[Pozycje zebrane w zbiorze danych]
******

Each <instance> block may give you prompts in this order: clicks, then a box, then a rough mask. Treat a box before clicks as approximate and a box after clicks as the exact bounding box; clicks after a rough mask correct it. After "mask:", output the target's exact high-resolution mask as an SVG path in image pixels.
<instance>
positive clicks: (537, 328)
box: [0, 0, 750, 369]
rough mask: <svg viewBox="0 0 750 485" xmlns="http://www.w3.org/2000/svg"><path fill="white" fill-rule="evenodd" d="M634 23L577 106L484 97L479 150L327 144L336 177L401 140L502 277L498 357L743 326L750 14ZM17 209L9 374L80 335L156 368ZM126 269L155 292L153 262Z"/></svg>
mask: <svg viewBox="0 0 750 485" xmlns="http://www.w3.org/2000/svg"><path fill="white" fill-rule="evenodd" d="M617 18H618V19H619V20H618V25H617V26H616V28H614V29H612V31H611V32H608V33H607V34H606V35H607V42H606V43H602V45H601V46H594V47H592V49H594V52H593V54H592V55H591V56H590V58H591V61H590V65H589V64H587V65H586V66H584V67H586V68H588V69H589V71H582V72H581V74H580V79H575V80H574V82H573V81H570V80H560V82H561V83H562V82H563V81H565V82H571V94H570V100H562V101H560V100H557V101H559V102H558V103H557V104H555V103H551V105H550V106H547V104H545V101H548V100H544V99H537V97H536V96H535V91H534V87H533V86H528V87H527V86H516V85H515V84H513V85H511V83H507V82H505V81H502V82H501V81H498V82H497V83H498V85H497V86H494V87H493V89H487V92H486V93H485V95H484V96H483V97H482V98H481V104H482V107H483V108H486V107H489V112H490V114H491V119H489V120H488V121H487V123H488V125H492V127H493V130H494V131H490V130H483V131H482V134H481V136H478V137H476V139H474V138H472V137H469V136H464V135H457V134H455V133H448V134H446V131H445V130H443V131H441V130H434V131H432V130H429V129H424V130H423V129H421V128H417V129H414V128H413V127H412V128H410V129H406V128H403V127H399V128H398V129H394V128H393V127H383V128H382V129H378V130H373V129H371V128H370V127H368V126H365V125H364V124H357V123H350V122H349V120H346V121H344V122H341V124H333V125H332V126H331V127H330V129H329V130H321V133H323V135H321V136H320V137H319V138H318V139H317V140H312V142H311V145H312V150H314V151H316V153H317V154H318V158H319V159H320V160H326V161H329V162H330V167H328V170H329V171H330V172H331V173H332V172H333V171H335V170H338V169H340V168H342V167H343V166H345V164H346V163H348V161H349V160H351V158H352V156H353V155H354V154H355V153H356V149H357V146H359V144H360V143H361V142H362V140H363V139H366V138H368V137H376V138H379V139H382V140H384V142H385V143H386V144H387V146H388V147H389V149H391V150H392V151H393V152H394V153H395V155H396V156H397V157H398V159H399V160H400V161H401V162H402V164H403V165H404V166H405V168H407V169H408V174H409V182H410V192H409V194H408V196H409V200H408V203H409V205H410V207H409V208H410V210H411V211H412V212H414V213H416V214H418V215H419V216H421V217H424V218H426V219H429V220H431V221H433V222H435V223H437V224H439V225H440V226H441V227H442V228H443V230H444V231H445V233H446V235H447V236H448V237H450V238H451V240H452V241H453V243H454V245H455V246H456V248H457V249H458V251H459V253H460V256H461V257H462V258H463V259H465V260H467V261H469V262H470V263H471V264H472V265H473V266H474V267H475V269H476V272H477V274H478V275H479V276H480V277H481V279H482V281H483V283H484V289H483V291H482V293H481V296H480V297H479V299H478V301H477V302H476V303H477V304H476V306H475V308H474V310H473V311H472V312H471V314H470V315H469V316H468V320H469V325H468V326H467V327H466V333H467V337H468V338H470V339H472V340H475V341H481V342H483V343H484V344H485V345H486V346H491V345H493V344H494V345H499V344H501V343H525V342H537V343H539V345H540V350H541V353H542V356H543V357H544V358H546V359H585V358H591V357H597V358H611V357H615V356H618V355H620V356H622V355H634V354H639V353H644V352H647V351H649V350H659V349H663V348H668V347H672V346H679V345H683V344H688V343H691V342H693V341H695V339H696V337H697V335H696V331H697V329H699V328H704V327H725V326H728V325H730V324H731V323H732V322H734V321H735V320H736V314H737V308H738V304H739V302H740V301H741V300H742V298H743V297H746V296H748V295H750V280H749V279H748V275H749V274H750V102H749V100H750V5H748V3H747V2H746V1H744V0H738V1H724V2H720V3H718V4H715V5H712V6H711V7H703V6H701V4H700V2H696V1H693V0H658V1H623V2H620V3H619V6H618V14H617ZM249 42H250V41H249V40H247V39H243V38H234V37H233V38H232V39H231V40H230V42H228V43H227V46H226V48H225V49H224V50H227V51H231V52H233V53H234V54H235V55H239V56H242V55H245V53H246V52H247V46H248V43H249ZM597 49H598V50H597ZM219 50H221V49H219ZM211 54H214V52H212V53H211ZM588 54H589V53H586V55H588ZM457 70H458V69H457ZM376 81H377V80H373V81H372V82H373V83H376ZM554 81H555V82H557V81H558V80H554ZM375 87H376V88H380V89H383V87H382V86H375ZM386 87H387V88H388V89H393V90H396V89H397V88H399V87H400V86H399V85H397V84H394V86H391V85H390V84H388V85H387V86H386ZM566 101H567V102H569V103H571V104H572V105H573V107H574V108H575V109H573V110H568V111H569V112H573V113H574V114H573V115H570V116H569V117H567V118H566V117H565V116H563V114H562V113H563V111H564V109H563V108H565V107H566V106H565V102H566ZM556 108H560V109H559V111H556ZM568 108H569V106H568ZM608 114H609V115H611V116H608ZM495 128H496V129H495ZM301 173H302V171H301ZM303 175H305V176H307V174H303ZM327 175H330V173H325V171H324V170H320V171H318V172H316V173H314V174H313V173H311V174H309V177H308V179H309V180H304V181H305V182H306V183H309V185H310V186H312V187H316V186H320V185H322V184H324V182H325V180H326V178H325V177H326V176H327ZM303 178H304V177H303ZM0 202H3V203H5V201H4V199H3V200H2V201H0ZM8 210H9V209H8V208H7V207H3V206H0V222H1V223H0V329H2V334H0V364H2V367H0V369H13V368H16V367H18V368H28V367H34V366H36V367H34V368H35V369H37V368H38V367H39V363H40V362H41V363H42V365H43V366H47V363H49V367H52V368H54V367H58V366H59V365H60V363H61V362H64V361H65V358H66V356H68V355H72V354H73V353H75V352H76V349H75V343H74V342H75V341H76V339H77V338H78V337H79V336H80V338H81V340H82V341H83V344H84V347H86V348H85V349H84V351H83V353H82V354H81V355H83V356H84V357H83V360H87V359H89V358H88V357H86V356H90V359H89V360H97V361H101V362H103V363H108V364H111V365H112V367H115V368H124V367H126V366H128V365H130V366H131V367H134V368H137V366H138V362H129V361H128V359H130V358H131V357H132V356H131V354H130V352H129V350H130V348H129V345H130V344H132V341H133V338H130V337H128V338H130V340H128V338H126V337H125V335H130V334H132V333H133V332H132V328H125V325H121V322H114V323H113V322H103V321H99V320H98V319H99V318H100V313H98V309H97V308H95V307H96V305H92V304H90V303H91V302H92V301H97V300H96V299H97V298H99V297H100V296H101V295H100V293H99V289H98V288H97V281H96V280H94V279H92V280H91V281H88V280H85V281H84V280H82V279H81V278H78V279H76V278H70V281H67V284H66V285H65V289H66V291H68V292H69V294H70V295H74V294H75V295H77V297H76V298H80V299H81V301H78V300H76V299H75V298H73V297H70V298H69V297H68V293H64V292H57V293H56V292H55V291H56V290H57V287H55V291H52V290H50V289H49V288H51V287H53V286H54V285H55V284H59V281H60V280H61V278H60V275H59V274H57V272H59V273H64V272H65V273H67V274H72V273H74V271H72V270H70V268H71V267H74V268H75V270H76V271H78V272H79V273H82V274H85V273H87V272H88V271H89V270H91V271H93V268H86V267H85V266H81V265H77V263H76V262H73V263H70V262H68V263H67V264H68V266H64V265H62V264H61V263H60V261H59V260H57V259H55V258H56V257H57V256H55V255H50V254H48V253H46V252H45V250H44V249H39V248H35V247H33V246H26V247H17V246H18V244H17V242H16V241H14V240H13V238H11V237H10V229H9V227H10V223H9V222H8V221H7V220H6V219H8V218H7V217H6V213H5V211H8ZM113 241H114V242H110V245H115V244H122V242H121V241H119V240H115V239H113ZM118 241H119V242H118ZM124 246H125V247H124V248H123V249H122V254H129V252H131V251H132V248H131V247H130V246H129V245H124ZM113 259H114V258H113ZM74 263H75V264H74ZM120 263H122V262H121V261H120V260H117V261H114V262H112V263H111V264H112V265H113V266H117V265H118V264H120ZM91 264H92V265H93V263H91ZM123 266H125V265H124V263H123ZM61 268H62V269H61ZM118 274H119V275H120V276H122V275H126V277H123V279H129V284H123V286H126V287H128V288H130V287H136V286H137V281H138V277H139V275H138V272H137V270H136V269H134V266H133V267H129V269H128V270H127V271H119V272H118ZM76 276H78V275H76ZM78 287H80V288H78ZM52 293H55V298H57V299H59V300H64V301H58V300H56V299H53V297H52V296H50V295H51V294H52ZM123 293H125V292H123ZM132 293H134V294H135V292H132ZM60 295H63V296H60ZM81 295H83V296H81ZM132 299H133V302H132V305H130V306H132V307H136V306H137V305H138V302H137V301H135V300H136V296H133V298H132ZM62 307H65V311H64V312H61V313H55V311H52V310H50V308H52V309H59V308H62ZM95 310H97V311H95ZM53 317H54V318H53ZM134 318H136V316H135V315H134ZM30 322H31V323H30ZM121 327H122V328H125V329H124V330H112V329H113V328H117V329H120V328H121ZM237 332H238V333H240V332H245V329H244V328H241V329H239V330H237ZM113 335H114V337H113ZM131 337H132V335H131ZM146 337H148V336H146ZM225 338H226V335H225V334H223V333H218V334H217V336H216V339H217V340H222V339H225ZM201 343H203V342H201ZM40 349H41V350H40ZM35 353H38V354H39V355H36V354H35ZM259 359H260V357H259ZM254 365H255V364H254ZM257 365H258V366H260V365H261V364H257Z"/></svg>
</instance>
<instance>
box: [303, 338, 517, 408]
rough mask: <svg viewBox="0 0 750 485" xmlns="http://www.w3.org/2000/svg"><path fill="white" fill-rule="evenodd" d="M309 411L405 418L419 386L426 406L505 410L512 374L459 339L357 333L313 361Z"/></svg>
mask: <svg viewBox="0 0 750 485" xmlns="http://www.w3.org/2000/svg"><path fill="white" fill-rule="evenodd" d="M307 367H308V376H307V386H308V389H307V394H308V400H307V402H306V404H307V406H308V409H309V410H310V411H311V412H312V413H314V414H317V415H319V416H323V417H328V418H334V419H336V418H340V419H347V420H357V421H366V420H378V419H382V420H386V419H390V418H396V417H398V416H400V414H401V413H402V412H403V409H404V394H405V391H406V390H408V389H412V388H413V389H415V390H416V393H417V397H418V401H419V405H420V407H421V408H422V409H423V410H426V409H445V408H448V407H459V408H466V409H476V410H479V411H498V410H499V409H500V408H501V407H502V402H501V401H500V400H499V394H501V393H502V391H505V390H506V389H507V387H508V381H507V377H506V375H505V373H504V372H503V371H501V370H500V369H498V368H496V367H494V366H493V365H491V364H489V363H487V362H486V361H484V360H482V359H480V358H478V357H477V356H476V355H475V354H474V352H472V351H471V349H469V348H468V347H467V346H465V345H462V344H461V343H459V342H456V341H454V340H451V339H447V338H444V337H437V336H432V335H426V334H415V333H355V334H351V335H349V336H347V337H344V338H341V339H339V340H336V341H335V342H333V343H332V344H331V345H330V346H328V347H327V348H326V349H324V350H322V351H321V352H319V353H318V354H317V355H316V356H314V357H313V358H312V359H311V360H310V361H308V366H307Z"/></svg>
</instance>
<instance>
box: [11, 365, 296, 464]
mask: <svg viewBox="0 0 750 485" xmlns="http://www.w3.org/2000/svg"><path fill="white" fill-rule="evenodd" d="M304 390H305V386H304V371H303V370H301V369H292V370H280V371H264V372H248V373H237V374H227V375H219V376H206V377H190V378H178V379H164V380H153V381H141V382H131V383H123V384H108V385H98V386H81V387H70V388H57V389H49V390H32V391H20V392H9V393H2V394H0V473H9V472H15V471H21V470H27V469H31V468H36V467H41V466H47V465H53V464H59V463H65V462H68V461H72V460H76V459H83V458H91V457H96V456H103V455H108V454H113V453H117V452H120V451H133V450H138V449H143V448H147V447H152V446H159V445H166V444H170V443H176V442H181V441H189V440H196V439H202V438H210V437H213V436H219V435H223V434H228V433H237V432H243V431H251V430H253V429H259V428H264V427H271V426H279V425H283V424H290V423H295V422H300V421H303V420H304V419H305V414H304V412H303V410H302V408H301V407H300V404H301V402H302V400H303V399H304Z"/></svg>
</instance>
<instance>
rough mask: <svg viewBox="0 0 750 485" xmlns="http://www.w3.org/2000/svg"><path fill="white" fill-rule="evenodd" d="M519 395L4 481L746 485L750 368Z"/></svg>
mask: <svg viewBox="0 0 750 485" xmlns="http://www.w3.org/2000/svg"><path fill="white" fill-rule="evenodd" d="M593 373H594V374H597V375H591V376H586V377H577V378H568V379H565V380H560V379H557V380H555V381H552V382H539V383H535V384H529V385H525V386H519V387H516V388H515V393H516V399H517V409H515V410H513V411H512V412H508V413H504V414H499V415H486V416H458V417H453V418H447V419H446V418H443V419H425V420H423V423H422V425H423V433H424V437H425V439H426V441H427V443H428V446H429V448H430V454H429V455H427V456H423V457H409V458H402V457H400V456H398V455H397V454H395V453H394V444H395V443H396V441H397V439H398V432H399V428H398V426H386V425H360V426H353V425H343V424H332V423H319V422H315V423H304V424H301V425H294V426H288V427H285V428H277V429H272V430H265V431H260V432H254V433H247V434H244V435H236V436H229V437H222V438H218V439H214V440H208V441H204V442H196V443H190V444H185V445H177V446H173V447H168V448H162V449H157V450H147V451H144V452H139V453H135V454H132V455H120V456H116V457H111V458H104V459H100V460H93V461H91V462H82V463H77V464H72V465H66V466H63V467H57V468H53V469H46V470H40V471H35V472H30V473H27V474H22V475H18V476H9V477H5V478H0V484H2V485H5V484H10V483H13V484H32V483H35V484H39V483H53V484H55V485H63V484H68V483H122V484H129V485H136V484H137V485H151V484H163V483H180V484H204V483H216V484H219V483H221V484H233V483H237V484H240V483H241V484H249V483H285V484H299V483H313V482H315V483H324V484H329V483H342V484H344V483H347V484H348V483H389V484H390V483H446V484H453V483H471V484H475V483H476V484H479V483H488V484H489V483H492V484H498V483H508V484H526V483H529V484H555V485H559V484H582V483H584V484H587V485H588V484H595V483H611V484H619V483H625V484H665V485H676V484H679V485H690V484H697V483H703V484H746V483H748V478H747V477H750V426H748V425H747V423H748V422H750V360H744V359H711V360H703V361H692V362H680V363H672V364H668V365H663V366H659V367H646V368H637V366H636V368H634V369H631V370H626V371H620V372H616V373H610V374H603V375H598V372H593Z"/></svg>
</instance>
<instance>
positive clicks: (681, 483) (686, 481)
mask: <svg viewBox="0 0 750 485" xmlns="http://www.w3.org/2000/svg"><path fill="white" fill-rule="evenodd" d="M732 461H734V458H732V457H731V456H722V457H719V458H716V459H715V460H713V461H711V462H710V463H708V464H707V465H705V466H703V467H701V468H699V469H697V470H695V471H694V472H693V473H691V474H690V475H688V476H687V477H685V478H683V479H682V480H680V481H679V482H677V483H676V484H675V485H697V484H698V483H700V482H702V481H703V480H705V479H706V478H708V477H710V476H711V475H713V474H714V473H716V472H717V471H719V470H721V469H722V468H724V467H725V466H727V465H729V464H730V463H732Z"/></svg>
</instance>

******

**Twoje zadanie**
Przepisz bez zmian wiersze, zaczynając od pierwszego i kończąc na tym, który zawiera "box: [0, 0, 750, 369]", razem z nim.

**Rozwiązanie ćwiczenia**
Each <instance> block may give you prompts in this order: clicks, then a box, then a rough mask. Treat a box before clicks as approximate and a box after clicks as the exact bounding box; clicks after a rough mask correct it. After "mask:", output the target's exact high-resolution mask as an SVG path in image pixels.
<instance>
positive clicks: (537, 328)
box: [0, 0, 750, 369]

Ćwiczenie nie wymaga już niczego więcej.